## Work instruction
The listing that follows should be copied in full, exactly as written.
--- Supplied information Enclosed Below ---
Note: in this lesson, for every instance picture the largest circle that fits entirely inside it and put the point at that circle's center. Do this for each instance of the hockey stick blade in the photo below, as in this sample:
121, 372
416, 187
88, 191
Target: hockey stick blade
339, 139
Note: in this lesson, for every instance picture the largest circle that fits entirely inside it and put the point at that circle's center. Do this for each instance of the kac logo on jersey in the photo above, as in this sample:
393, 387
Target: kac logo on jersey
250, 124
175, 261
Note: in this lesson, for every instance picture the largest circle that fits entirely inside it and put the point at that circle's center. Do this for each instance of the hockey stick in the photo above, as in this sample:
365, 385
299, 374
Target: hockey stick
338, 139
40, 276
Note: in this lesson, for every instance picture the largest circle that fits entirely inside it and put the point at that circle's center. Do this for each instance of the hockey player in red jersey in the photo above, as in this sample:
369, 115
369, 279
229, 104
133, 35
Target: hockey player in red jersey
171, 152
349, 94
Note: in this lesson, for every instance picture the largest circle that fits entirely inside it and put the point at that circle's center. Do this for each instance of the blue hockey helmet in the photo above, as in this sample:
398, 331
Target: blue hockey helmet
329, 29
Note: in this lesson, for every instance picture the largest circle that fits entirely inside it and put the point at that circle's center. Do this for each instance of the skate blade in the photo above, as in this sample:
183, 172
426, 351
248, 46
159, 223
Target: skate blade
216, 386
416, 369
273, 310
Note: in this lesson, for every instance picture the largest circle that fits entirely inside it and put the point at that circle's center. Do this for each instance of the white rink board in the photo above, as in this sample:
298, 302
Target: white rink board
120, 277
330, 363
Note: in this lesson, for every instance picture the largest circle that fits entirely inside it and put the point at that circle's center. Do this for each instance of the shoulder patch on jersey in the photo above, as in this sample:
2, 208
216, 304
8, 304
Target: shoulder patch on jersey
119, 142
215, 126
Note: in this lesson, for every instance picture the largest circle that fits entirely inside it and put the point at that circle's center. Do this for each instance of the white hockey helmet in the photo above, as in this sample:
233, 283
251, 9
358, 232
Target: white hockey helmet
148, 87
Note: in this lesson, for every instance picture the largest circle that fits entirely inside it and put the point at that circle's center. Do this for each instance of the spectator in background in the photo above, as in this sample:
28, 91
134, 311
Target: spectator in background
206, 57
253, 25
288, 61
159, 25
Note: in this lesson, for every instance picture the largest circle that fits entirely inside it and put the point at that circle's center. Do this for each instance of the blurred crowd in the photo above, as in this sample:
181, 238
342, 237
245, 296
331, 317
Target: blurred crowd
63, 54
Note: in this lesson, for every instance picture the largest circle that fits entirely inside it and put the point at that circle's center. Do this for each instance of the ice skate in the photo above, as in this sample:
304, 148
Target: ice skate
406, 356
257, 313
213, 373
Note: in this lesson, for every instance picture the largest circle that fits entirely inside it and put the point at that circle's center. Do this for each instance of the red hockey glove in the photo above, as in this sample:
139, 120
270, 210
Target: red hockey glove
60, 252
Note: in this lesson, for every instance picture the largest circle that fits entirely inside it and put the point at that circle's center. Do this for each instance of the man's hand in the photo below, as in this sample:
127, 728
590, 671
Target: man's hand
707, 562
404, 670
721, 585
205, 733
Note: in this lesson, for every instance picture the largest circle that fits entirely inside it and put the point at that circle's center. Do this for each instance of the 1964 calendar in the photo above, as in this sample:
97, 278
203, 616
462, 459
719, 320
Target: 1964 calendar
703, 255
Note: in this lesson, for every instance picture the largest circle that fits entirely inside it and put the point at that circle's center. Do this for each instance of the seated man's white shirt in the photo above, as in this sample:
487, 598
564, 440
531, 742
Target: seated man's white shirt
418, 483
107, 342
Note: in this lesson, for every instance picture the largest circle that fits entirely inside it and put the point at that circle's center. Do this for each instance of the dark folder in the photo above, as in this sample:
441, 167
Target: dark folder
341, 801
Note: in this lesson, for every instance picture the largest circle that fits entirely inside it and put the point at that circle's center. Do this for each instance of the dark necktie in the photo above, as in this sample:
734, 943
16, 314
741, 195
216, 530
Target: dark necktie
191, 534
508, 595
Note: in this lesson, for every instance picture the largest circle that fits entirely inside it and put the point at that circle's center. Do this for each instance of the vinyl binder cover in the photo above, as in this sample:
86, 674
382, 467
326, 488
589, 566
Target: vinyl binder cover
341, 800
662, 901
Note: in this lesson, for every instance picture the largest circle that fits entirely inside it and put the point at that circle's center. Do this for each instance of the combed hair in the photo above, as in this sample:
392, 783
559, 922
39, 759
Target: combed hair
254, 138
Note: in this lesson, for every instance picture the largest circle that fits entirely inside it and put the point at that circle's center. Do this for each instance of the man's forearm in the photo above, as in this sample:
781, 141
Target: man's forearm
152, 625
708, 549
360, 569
--- End of Enclosed Supplied information ---
## Reply
Note: in this lesson, for every instance picture the largest circle that fits entirely inside it and put the point at that circle's center. Do this for each instance of the hockey stick blade in the photo below, as in this sample:
121, 372
416, 187
88, 191
Target: hockey stick blade
339, 139
Note: in this lesson, for every instance picture the largest circle that fits entirely inside it and put the point at that circle's center. Do this for each instance of the kac logo on jersey in the photo above, as in this sample:
393, 387
Target: kac logo on jersey
250, 124
175, 261
Note: in this lesson, for every instance picture the largest circle that fits entirely inside it and put the point at that circle's center. Do this for each instance of the hockey stick in the photo above, as in this sample:
365, 385
299, 374
Target: hockey stick
338, 139
40, 276
Note: in this lesson, for every instance picture the largest circle that fits entirely inside it and put the point at that circle's center. Do this for each instance of the hockey player in red jersey in the photo above, as in this sample:
369, 115
369, 279
229, 104
133, 35
Target: hockey player in red jersey
171, 152
349, 94
Note: in this lesson, for every instance picture the largest circle that fits entirely inside it and put the point at that circle's center. Do this for each instance of the blue hockey helmet in the photo above, as in this sample:
398, 331
Target: blue hockey helmet
329, 29
Note: in this lesson, for every instance picture the largest circle that fits entirely inside it and put the point at that circle's center. Do this for each instance of the skate blade in the photo above, as in this sample:
183, 172
426, 351
248, 46
159, 223
Target: skate blade
216, 386
416, 369
273, 310
Note: in this lesson, for every instance picture the largest circle that fits entirely inside it and put the point at that circle's center. Do this for each instance of the white rink board in the photo above, as in this sample:
298, 302
Target: white rink board
120, 277
330, 363
Note: in this lesson, for every instance picture the largest circle that fits entirely inside it and put the point at that circle's center. Do this for each instance of the shoulder patch on jersey in the photo above, as in this sample:
2, 208
216, 304
8, 304
Target: shoulder patch on jersey
119, 142
215, 126
Note: in this lesson, for every instance picture the largest circle that fits entirely inside it and put the point at that circle's center. Do this for each instance of the white hockey helmet in the photo above, as in this sample:
233, 283
251, 9
358, 232
Target: white hockey helmet
148, 87
Note: in this lesson, for every instance picture the largest circle that fits entirely inside it and put the point at that circle's center. Do this for each instance of the spectator in background in the photo above, as in this sample:
28, 91
134, 311
Target: spectator in background
206, 57
253, 25
288, 61
159, 25
Note: in this lesson, for every instance picture the largest circle that fits entirely inside it and put the point at that circle's center. Do this for each instance of the blurred crowd in the photo above, as in this sample:
181, 238
342, 237
245, 296
331, 317
Target: blurred crowd
63, 54
Note: in this lesson, for every instance picture the largest circle that fits entirely inside it and put the point at that circle's center. Do this for each instance of the ice skate in the photo above, as in this sample:
304, 148
Target: ice skate
406, 356
257, 313
213, 373
Note: in this lesson, for every instance picture the largest circle that fits entirely inside it and put the point at that circle's center. Do this for each instance of the red hockey glove in the photo above, as in this sample:
139, 120
270, 210
Target: red hockey glove
60, 252
Note: in this lesson, for every instance picture the largest circle that fits entirely inside it and put the point at that circle's center. Do this for each instance of the man's hand in the photo below, as in this sample:
127, 728
590, 671
Target: man's hand
707, 562
404, 670
721, 585
205, 733
Note: in this lesson, for every instance picture the largest circle that fits entirely inside it and put the point at that circle's center. Do this for each instance of the 1964 calendar in the photo above, as in this sample:
97, 278
203, 616
462, 459
719, 320
Target: 1964 calendar
703, 255
Note: in this lesson, for every instance picture the largest circle that fits entirely inside it and put the point at that circle's center. Do this for each instance of the seated man's white shirt in the photo above, as in this sample:
487, 598
564, 440
531, 742
Target: seated man's white shirt
418, 483
107, 342
Note: in this lesson, for every instance picture the largest circle that fits entirely inside it and put the point at that circle's center. Do this for each instance of the dark folder in the photo above, as in this sample:
441, 167
Target: dark folder
341, 801
Note: in this lesson, for every instance picture the largest circle that fits entirely inside it and put the point at that circle's center. Do this for each instance of the dark necktie in the photo above, as in this sample:
734, 943
16, 314
741, 195
216, 530
Target: dark necktie
191, 534
508, 595
Note: in this lesson, for every instance picture the largest circle that fits entirely inside it and put the point at that circle's center. Do this for each instance of the vinyl binder cover in the photo above, as in this sample:
86, 674
382, 467
326, 488
589, 566
Target: vinyl binder cover
341, 800
662, 901
Note: in this lesson, for every instance picture the largest circle that fits entirely inside it and put the point at that circle's center. Do this for each instance of the combed hair in the photo above, as in this sample:
392, 783
559, 922
39, 759
Target: combed hair
254, 138
Note: in this lesson, for every instance picture the largest circle that fits entirely inside it and put the point at that circle's center. Do this for each instance of the man's forearm in the photo above, as in this sample:
781, 141
Target: man's forearm
152, 625
708, 549
360, 569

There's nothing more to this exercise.